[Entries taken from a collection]
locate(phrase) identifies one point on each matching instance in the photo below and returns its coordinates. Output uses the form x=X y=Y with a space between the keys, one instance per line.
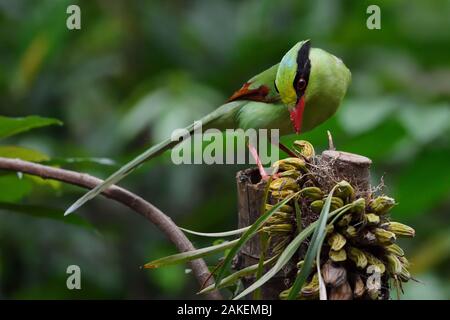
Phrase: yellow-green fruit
x=373 y=293
x=282 y=194
x=284 y=184
x=400 y=229
x=393 y=263
x=404 y=261
x=381 y=205
x=384 y=236
x=290 y=163
x=374 y=261
x=312 y=288
x=336 y=241
x=344 y=190
x=404 y=274
x=345 y=220
x=343 y=292
x=336 y=203
x=294 y=174
x=357 y=256
x=304 y=148
x=316 y=206
x=372 y=219
x=330 y=228
x=312 y=193
x=395 y=249
x=338 y=256
x=359 y=287
x=333 y=274
x=358 y=206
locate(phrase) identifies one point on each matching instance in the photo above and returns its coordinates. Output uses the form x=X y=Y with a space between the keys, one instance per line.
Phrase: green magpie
x=293 y=96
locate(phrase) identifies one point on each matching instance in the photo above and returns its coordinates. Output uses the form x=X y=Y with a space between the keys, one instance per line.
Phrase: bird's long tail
x=150 y=153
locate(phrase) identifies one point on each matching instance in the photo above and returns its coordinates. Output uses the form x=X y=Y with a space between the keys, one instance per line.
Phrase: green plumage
x=328 y=82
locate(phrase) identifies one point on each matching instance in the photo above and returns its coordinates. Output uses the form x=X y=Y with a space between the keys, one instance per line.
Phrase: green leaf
x=357 y=116
x=12 y=126
x=248 y=235
x=234 y=277
x=422 y=185
x=216 y=234
x=16 y=152
x=13 y=188
x=45 y=212
x=316 y=242
x=189 y=255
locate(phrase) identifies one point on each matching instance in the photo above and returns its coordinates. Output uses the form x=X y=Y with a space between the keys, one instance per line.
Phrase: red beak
x=296 y=115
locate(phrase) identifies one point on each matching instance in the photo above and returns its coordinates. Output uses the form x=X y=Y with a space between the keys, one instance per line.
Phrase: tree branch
x=127 y=198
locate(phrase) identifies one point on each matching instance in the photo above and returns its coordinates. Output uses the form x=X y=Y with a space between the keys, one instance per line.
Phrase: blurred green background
x=138 y=69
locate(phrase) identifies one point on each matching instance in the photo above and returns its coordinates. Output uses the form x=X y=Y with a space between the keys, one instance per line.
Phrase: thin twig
x=127 y=198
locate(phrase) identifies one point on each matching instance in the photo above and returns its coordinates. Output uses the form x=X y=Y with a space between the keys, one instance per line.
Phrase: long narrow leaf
x=234 y=277
x=248 y=235
x=189 y=255
x=287 y=254
x=312 y=249
x=264 y=244
x=216 y=234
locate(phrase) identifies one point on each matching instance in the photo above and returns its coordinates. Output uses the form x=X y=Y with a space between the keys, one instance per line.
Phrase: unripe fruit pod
x=284 y=184
x=400 y=229
x=381 y=205
x=333 y=275
x=384 y=236
x=345 y=191
x=395 y=249
x=345 y=220
x=336 y=241
x=359 y=206
x=312 y=193
x=374 y=261
x=371 y=219
x=304 y=148
x=393 y=263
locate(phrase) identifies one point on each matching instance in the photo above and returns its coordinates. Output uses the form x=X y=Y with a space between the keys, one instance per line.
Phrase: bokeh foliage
x=138 y=69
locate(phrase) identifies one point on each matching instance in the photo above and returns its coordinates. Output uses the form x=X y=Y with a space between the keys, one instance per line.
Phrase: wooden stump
x=250 y=187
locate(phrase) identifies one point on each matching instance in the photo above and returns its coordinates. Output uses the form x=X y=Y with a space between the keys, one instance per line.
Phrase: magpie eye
x=301 y=84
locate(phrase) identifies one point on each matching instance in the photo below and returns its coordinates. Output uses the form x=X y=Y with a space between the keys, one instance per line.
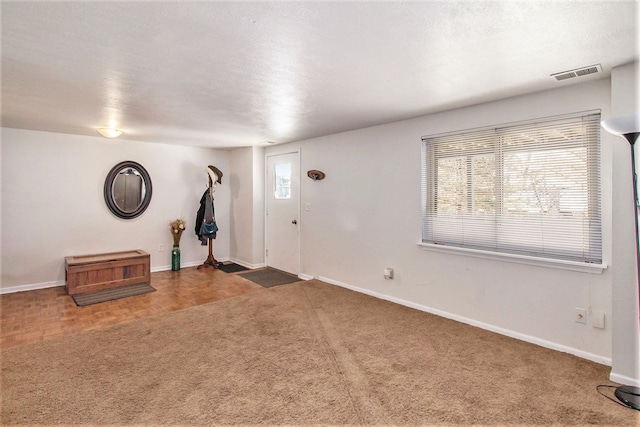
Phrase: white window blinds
x=530 y=189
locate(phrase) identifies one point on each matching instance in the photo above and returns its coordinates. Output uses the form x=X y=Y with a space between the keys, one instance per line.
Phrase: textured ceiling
x=228 y=74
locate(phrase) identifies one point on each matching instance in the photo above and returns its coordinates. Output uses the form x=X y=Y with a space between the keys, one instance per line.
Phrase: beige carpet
x=300 y=354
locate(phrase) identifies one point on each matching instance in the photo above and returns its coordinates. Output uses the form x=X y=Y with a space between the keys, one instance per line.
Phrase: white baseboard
x=31 y=287
x=623 y=379
x=502 y=331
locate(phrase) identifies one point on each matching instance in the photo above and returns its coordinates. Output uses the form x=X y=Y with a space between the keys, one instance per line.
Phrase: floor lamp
x=628 y=127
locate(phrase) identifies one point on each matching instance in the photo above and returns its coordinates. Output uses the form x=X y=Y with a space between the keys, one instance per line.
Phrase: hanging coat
x=206 y=213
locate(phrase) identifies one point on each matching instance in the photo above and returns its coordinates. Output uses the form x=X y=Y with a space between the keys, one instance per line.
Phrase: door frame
x=267 y=194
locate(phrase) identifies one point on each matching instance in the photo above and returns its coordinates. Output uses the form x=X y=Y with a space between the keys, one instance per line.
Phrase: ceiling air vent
x=591 y=69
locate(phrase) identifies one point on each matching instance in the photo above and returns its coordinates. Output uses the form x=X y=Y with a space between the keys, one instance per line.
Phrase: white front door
x=283 y=207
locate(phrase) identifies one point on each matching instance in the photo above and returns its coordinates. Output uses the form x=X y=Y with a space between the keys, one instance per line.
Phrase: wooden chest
x=89 y=273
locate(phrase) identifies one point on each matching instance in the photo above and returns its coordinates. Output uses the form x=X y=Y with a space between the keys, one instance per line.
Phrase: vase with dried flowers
x=177 y=228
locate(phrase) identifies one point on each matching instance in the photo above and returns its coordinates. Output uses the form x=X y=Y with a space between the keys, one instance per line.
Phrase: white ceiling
x=228 y=74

__Your assignment__.
Using the records above, output their complete text exactly, minus any images.

__Solution for this exercise__.
locate(phrase) identifies one point on each matching instance in the photo below and returns its coordinates. Output uses the form x=X y=Y with a space between the keys, one instance per line.
Phrase: yellow-green fruit
x=373 y=293
x=282 y=194
x=284 y=184
x=400 y=229
x=393 y=263
x=404 y=261
x=381 y=205
x=384 y=236
x=290 y=163
x=374 y=261
x=312 y=288
x=336 y=241
x=344 y=190
x=404 y=274
x=345 y=220
x=343 y=292
x=336 y=203
x=294 y=174
x=357 y=256
x=304 y=148
x=316 y=206
x=372 y=219
x=330 y=228
x=312 y=193
x=395 y=249
x=338 y=256
x=359 y=287
x=333 y=274
x=358 y=206
locate(phrase) identifies one point on each matching instance in the photo above and returns its coordinates. Output uses the form x=X y=Y with a space between the keys, one instance per line.
Phrase: green magpie
x=293 y=96
locate(phrase) identifies one point on each matching instance in the photo above and returns its coordinates. Output uses the form x=X y=Y with a space between the keys, one instance per line.
Phrase: bird's long tail
x=150 y=153
locate(phrase) identifies one point on each matching instance in the photo above and returns its coordinates. Output uses the form x=X y=Y with a space between the keys, one instance per line.
Phrase: green plumage
x=328 y=82
locate(phrase) identifies one point on each matching instance in the photo above and returns its coordinates. Output uses the form x=X y=Y with a space between the keys, one instance per line.
Phrase: green leaf
x=357 y=116
x=12 y=126
x=248 y=235
x=234 y=277
x=422 y=185
x=216 y=234
x=16 y=152
x=13 y=188
x=45 y=212
x=316 y=242
x=189 y=255
locate(phrase) identifies one point on each matching instance in the photo above and returns its coordinates. Output uses the form x=X y=Y with a space between the keys, one instance per line.
Phrase: red beak
x=296 y=115
locate(phrase) identifies one point on each matching instance in the photo above and returns its coordinates. Output uses the form x=X y=Y with a space between the keys, one instance per line.
Phrase: tree branch
x=127 y=198
locate(phrase) identifies one point on each matching instance in the photo above and returns its coordinates. Output uses the form x=X y=Y with a space between the keys, one instance per line.
Phrase: blurred green background
x=138 y=69
locate(phrase) identifies one point on each matching instance in the photo above and returns its coordinates. Output uses the form x=X y=Y with a space between the keys, one instance per line.
Phrase: thin twig
x=127 y=198
locate(phrase) identifies one point on each matching instance in the photo above and returns its coordinates. Output uses the form x=X y=Y with a space between the keys, one instance per line.
Phrase: long narrow leaf
x=234 y=277
x=248 y=235
x=189 y=255
x=287 y=254
x=312 y=249
x=264 y=244
x=216 y=234
locate(phrase) identifies one point on each matching instance in the photo above and returns its coordinates. Output uses the form x=X y=Y with a space between the keys, one instance per line.
Phrase: unripe fruit pod
x=284 y=184
x=400 y=229
x=381 y=205
x=333 y=275
x=384 y=236
x=345 y=191
x=395 y=249
x=345 y=220
x=336 y=241
x=359 y=206
x=312 y=193
x=374 y=261
x=371 y=219
x=304 y=148
x=393 y=263
locate(phrase) identifies one point on each matching instance in the photo above and returns its coordinates. Output uses the form x=X y=Y with a space between the keys, one instance per line.
Phrase: bokeh foliage
x=138 y=69
locate(phrase) identifies one point on each matching instance in the photo above and returns its coordinates. Output uses the form x=X y=Y with a space between the keys, one instance per line.
Phrase: wooden stump
x=250 y=187
locate(phrase) identifies one point on each matching instance in the photo above and returns its coordinates. Output uses the form x=X y=Y with a space between the keys, one instance per line.
Phrase: magpie eye
x=301 y=84
locate(phrase) identifies one point on each matching instance in the photo below and returns its coordinates. Output uses the form x=X y=Y with a space between the keys, one instance per line.
Phrase: white window blinds
x=530 y=189
locate(phrase) identifies one point on each matching instance in the photo above and returns its coordinates. Output uses the form x=X y=Y with a space between the keys, one instance per line.
Phrase: textured ceiling
x=228 y=74
locate(phrase) identifies one point on each matching instance in the photo above and returns its coordinates. Output uses the form x=X y=Y with a space between the keys, one instance per line.
Phrase: beige carpet
x=300 y=354
locate(phrase) identifies one point on each matching instance in the photo above and returns its coordinates. Output uses the form x=X y=Y with a space between the keys, one instance per line.
Phrase: white baseboard
x=31 y=287
x=623 y=379
x=502 y=331
locate(phrase) identifies one point on each matching instance in the photo above and returns its coordinates. Output uses the form x=X y=Y with a space between the keys, one instance per line.
Phrase: floor lamp
x=628 y=127
locate(phrase) identifies one point on each matching instance in the photo above and returns its coordinates. Output uses the form x=X y=Y with a space between the keys, one instance per line.
Phrase: hanging coat
x=206 y=213
locate(phrase) identifies one point on each matching instance in the photo above and returns its coordinates. Output uses the form x=X y=Y with a space between the keys, one instance per line.
Phrase: door frame
x=267 y=194
locate(phrase) identifies one point on each matching instance in the photo above and returns its coordinates. Output uses the form x=X y=Y with a space between the keys, one instance per line.
Phrase: ceiling air vent
x=591 y=69
locate(phrase) identifies one point on each matching instance in the photo above and returns its coordinates. Output uses the form x=X y=Y with a space between the keys, one instance per line.
Phrase: white front door
x=283 y=207
locate(phrase) identifies one point on each matching instance in the photo above and returns its coordinates. Output uses the form x=X y=Y with a space between the keys, one instance per line.
Phrase: wooden chest
x=89 y=273
locate(phrase) identifies one point on each matching instance in the photo above and returns its coordinates. Output uses the form x=X y=Y with a space between the keys, one instance per line.
Phrase: vase with dried flowers
x=177 y=228
locate(phrase) identifies one point on each matching instance in the photo above and returns its coordinates. Output uses the form x=X y=Y with a space between the keys, one instance per line.
Phrase: white ceiling
x=228 y=74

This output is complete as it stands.